With pictures omitted, the line containing "input image above" and all later lines of the records below are to be restated word for word.

_DATASET RECORDS_
•••••
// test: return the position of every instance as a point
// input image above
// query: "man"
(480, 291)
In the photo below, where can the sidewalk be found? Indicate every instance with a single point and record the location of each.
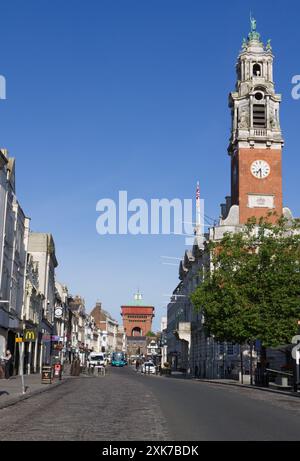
•••••
_RESPONSE AREA_
// input image above
// query: "man"
(480, 291)
In the photo below, where can the sidewalk be found? Indicate every instance with a single point and record the location of each.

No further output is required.